:: Document section

Looking for comments here to not open RFC for something that could be instantly rejected / can be easily improved. I am somewhat new to Rust - sorry if i missed some features this conflicts with. Closest existing RFCs/rustc PRs to this i found were all about SIMD

Summary

Add built-in vector, matrix and quaternion types with swizzles (.xyzw/.rgba), indexing, math overloads and SIMD backend.

Motivation

Fragmented ecosystem (nalgebra, glam, vek, cgmath, dozen others and manual implementations (to not add dependencies)) cause duplication, conversion overhead (cognitive and performance), extra deps, inconsistent and inconvenient syntax. Vectors match SIMD. Builtins would unify, optimize, cut compile times for graphics (realtime, offline for 3d software, image processing, game engines)/physics (both 2d and 3d)/ML.
This would make Rust a step closer to being adopted by gamedev industry, including its usage as GPU shading language.
Value of syntax sugar for mathematics is high*, some features of e.g. C++ (templates/overloads) are often the only used features and used for math (e.g. GLM).
* Mathematicians/physicists invent new symbols just to shorten expressions all the time, we use one-letter notations to type less, etc.

Guide-level explanation

New types; aliases f32vec4=vec4, vec4=f32vec4.

::::

> [Problem to work on]: Please resume the Rust proposal above on built-in vector, matrix and quaternion types, picking up right after its last line.

:: Material shown

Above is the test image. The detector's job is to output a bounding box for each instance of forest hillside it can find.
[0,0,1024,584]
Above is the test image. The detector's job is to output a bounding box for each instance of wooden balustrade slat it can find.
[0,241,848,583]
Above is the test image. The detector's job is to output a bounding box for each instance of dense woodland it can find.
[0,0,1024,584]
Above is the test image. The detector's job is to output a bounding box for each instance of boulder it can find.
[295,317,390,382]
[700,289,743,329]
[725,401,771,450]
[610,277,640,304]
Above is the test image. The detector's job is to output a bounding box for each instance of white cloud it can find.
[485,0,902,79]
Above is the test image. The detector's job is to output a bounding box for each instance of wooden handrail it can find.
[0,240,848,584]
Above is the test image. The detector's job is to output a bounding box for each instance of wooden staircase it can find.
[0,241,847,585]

::::
:: Material shown

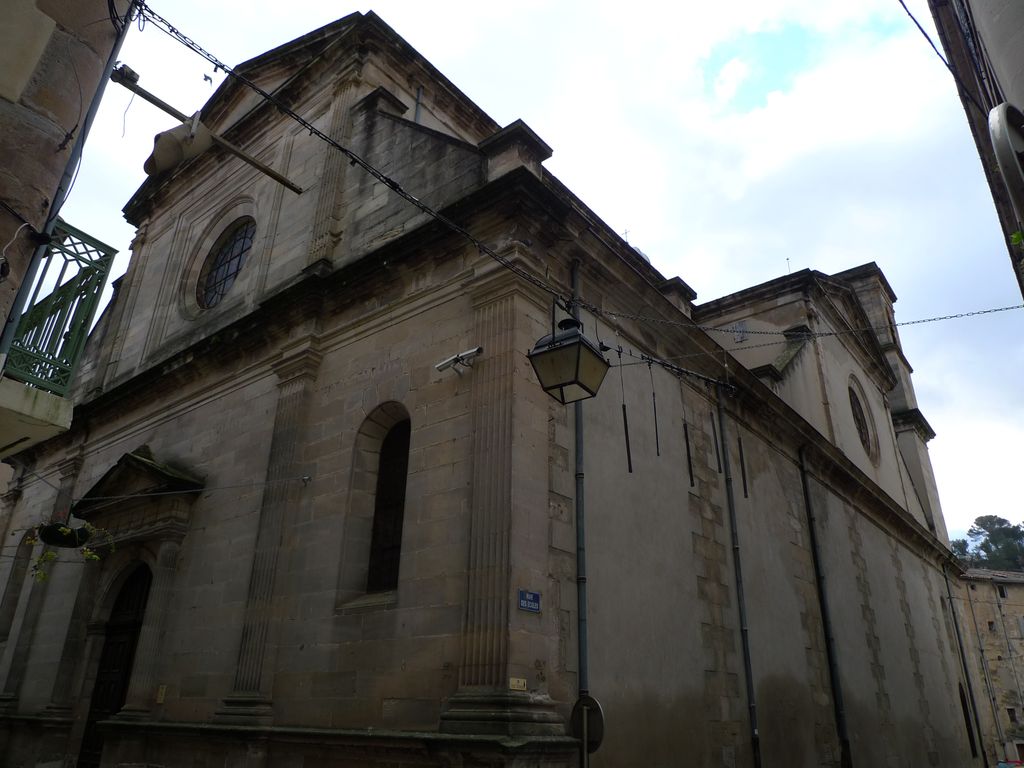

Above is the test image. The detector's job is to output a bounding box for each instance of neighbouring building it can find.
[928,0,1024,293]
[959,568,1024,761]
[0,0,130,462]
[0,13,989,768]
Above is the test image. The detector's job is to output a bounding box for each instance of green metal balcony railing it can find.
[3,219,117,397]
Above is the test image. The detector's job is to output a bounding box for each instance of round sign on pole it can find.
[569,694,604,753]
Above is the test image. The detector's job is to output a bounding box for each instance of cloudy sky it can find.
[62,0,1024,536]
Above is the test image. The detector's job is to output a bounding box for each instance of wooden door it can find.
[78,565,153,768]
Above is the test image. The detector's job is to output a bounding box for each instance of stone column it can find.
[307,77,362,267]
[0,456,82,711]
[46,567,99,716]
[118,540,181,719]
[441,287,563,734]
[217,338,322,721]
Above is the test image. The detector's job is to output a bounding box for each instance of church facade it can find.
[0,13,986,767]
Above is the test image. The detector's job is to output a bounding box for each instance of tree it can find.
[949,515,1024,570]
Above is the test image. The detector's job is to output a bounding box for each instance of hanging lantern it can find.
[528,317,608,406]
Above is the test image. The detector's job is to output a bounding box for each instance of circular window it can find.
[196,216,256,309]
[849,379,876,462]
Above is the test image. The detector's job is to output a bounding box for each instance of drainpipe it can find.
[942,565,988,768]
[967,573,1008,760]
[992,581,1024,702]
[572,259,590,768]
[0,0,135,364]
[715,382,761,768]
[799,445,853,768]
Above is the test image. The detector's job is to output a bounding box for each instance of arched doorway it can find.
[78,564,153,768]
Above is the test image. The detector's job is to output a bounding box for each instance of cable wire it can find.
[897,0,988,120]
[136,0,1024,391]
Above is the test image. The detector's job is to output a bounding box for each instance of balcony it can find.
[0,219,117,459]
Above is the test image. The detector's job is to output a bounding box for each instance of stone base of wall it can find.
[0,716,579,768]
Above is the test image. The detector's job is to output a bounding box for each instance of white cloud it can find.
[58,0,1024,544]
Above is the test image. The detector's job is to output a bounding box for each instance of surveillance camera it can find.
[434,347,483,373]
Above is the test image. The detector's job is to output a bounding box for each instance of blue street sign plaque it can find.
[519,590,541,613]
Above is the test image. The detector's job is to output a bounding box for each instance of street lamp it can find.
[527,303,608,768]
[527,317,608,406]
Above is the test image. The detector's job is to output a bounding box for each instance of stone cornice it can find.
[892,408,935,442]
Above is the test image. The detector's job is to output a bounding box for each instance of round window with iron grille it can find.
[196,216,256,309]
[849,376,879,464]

::::
:: Material shown

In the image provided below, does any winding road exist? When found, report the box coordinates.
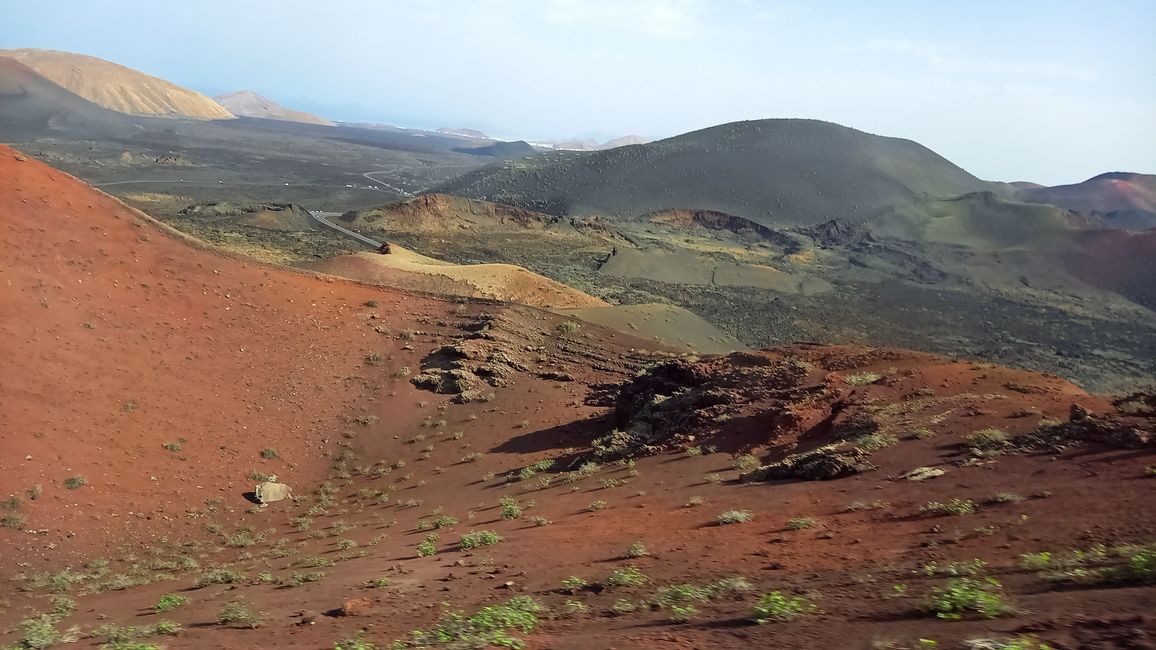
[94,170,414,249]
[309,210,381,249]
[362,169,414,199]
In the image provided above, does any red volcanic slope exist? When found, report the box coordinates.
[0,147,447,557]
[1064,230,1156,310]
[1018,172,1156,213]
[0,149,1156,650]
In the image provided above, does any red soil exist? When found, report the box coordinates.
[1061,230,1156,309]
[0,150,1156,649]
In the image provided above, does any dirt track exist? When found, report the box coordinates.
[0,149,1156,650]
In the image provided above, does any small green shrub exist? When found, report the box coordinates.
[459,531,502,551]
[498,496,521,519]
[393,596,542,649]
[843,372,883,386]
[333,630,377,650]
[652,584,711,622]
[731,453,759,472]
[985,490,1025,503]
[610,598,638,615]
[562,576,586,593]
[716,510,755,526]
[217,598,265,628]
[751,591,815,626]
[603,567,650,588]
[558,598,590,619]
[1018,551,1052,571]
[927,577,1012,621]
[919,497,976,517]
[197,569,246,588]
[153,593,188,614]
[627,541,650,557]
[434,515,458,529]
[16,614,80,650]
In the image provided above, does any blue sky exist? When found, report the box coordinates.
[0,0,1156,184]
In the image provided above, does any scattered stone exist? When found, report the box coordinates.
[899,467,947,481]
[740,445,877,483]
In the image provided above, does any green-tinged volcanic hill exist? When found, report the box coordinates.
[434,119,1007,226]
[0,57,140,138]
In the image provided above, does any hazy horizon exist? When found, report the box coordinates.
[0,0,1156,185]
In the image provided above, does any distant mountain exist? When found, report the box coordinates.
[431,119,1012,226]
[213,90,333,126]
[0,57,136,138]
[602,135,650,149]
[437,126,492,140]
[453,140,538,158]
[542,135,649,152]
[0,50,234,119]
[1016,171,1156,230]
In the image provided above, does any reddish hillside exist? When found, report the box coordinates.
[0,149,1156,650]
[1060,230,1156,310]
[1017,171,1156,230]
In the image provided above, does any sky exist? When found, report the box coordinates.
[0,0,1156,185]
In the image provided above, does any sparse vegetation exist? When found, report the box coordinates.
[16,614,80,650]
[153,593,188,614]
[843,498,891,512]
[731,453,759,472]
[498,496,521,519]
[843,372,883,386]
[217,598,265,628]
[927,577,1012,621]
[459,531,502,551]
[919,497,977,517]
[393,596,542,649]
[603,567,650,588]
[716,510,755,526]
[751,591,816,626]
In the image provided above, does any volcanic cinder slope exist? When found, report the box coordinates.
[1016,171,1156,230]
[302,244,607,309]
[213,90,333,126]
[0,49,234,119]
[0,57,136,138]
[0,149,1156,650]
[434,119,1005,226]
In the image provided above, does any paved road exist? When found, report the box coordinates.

::::

> [Task output]:
let v: vec4<f32> = vec4(1 as isize, 2.0, 3.0_f64, 4u32); // implicit casts
let swizzled: vec4 = v.xyzw; // .xyzw swizzled in same order as original elements 
let mut sw2: f32vec3 = v.xyx; // .xyx swizzled first three elements
let v2: f32vec4 = vec4(v); // v2 is constructed from entire v
let v3: f32vec4 = vec4(v.xx, v.yy); // v3 is constructed from two copies of first and two copies second elements of v
let v4: f32vec4 = vec4(v.zzz, 42); // v4 is constructed from three copies of third elements of v and 42_f32
sw2.xz += 100.0; // add 100.0 to first and third elements
let color = v.rgba; // alternative syntax for swizzles, corresponding to .xyzw. Represents color
let elem = v[1]; // access second element with indexing syntax
let sum = v + vec4(5.0, 6, 7, 8.0); // element-wide math
let dot = v.dot(sum); // method `dot` represents mathematical dot product

let m: mat4x4<f32> = mat4x4::identity();
let col = m[2];
let val = m[2][1];
let mul = m * v; // multiplies vector by matrix, e.g. 3d geometry transformations in rasterization 

let q: quat<f32> = quat(0.0,0.0,0.0,1.0);
let rotated = q * v; // rotation by quaternion

let casted: vec4<i32> = v as i32vec4; // same as per-element `as` cast

Reference-level explanation

N=2-4; T=f32/f64/i8-i64/u8-u64
vecN<T> (aliases to TvecN); matMxN<T> (major?, aliases to TmatMxN); quat<T> (aliases to Tquat)

  • writable/readable swizzles; indexing; element-wise ops; matrix/quat mul and other overloads
  • casts: 'as' same-size; From/Into arrays
  • backend: std::simd

Drawbacks

Extra complexity, syntactical exceptions, "magic", compiler speed/size, some work needs to be done to existing vector libraries.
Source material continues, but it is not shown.